Problem details: Nothing in the records should differ when you write them out again.
Exercise inputs section start
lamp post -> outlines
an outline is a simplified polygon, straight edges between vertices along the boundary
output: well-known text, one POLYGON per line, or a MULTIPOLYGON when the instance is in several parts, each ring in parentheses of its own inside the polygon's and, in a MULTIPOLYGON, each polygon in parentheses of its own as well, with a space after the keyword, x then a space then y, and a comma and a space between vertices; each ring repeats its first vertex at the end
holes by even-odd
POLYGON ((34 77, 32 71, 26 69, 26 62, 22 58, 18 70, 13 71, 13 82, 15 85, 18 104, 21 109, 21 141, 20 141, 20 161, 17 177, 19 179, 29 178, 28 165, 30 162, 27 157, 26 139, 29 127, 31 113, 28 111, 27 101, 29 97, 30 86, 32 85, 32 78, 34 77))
Exercise inputs section end
Written answer:
lamp post -> outlines
an outline is a simplified polygon, straight edges between vertices along the boundary
output: well-known text, one POLYGON per line, or a MULTIPOLYGON when the instance is in several parts, each ring in parentheses of its own inside the polygon's and, in a MULTIPOLYGON, each polygon in parentheses of its own as well, with a space after the keyword, x then a space then y, and a comma and a space between vertices; each ring repeats its first vertex at the end
holes by even-odd
POLYGON ((34 77, 32 71, 26 69, 26 62, 22 58, 18 70, 13 71, 13 82, 15 85, 18 104, 21 109, 21 141, 20 141, 20 161, 17 177, 19 179, 29 178, 28 165, 30 162, 27 157, 26 139, 29 127, 31 113, 28 111, 27 101, 29 97, 30 86, 32 85, 32 78, 34 77))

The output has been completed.